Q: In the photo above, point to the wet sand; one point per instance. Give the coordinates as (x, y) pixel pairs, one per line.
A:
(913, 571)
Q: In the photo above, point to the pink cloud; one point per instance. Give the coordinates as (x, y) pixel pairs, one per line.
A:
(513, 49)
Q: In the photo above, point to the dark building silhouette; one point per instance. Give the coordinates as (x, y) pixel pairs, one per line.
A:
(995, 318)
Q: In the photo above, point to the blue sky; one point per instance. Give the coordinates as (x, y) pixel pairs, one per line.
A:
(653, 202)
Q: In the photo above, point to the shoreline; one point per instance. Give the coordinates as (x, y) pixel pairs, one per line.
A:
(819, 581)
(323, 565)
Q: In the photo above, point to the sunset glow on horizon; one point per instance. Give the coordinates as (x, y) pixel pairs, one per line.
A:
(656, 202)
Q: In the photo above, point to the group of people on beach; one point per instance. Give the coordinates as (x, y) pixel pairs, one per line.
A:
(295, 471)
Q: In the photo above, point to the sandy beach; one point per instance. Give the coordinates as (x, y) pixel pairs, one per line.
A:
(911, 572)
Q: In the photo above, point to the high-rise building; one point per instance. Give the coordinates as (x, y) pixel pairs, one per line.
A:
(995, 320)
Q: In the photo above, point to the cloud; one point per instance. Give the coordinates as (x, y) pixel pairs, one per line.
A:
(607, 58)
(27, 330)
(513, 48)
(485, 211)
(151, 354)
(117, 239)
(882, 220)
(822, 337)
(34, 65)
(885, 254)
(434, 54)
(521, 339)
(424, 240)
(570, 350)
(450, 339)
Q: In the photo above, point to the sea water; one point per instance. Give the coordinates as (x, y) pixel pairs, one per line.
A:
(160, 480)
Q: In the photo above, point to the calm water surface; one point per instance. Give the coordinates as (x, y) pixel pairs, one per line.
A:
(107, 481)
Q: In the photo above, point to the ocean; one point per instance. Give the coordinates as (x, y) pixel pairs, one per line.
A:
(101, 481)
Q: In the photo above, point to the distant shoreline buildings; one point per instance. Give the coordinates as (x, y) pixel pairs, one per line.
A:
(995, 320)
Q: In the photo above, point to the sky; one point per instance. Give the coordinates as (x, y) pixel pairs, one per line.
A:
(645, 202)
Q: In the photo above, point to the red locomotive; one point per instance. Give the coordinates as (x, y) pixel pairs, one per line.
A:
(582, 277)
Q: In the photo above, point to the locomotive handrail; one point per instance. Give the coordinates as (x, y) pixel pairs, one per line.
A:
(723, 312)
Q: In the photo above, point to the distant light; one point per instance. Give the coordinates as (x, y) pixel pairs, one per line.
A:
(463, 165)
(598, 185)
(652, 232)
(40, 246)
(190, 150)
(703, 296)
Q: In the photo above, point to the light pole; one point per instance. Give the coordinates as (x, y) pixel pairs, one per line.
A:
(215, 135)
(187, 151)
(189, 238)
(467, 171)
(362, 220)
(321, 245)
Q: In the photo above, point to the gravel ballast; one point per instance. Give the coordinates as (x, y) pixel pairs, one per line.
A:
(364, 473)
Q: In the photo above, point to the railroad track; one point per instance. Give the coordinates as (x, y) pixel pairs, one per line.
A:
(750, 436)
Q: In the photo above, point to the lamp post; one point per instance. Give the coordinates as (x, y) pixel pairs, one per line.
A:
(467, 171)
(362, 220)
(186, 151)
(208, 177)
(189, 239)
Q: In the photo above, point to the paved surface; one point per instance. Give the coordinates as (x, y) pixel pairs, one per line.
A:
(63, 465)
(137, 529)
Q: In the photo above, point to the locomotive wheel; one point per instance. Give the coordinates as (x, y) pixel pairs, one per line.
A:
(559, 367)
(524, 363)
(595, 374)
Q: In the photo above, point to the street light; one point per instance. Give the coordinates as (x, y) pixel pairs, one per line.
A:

## YOUR TASK:
Copy all of the data. Keep every word exactly as it is.

## SOLUTION:
Q: In the photo above, point to the wet sand; one point per instance. Give the coordinates as (x, y) pixel pairs, one per line.
A:
(913, 571)
Q: In the photo above, point to the pink cloud; one point per instance. Give the coordinates as (x, y) pixel pairs, one per line.
A:
(513, 49)
Q: In the photo above, point to the dark building silhouette; one point per instance. Give the coordinates as (x, y) pixel pairs, one per line.
A:
(995, 318)
Q: In the photo above, point to the blue sky; one point per instance. Give the coordinates as (x, y) pixel pairs, one per line.
A:
(653, 202)
Q: In the photo above, point to the shoreline; one point per instance. Give the coordinates as (x, y) pixel pairs, one per line.
A:
(819, 581)
(323, 565)
Q: In the photo above, point to the sunset glow on horizon; one point per instance. Give the coordinates as (x, y) pixel pairs, one per line.
A:
(656, 202)
Q: In the photo above, point to the group of people on beach; one point per instance. Give the coordinates as (x, y) pixel pairs, one per line.
A:
(295, 471)
Q: In the photo above, point to the sandy beach; one point per instance. Give the coordinates as (x, y) pixel pairs, one per line.
A:
(911, 572)
Q: In the photo above, point to the high-rise building; one point per instance. Give the coordinates as (x, y) pixel pairs, one per line.
A:
(995, 320)
Q: In the photo above, point to the cloud; one point per instance. Give the coordinates as (x, y) pixel pairs, one per line.
A:
(607, 58)
(27, 330)
(513, 48)
(485, 211)
(151, 354)
(117, 239)
(882, 220)
(822, 337)
(34, 65)
(885, 254)
(434, 54)
(521, 339)
(424, 240)
(570, 350)
(450, 339)
Q: In the photo above, point to the sea water; one point per instance. Give the coordinates as (x, y) pixel pairs, one per line.
A:
(160, 480)
Q: In the photo above, point to the calm water surface; one point per instance. Give the coordinates as (x, y) pixel pairs, one per line.
A:
(107, 481)
Q: In the photo above, point to the ocean; one point per instance. Give the coordinates as (x, y) pixel pairs, one per line.
A:
(101, 481)
Q: In the photo above, point to the distant shoreline buildings; one point per instance. Give the coordinates as (x, y) pixel pairs, one per line.
A:
(995, 320)
Q: In the photo above, point to the sky; one point per instance. Give the coordinates as (x, y) pixel pairs, one per line.
A:
(645, 202)
Q: In the photo above, point to the red locomotive; one point per instance. Give the coordinates as (x, y) pixel pairs, one per line.
A:
(582, 277)
Q: In the photo above, point to the locomotive handrail; one point per instance. Give the coordinates as (x, y) pixel pairs, one per line.
A:
(723, 312)
Q: In the photo above, point to the distant light; one point per instance. Give the coordinates as (x, y) pixel pairs, one per line.
A:
(463, 165)
(598, 185)
(652, 232)
(40, 246)
(190, 150)
(703, 296)
Q: In the photo above, point to the light pole; one point per instance. Give the coordinates as (x, y) pixel pairs, one per line.
A:
(215, 135)
(187, 151)
(189, 238)
(467, 171)
(362, 220)
(321, 245)
Q: In the photo above, point to the gravel ballast; one point per instance. Give the coordinates as (x, y) pixel pairs, one per line.
A:
(364, 473)
Q: In the photo above, point to the railroad track; one point per instance. Give the coordinates as (x, y) pixel pairs, one per line.
A:
(750, 436)
Q: In the photo above, point to the lamp post; one point per instance. Give the coordinates as (x, y) pixel pairs, one per line.
A:
(467, 171)
(362, 220)
(186, 151)
(208, 177)
(189, 239)
Q: In the photo above, point to the paved surface; one point per instance. Give the coordinates as (x, y) pixel pairs, one per line.
A:
(63, 465)
(137, 529)
Q: In the photo above, point to the locomotive wheel; one point per instance. Give the coordinates as (x, y) pixel pairs, one per line.
A:
(559, 367)
(524, 363)
(595, 374)
Q: In the photo above, point to the street light; one point per instance. Give the coordinates as (x, y) pixel pairs, one per line.
A:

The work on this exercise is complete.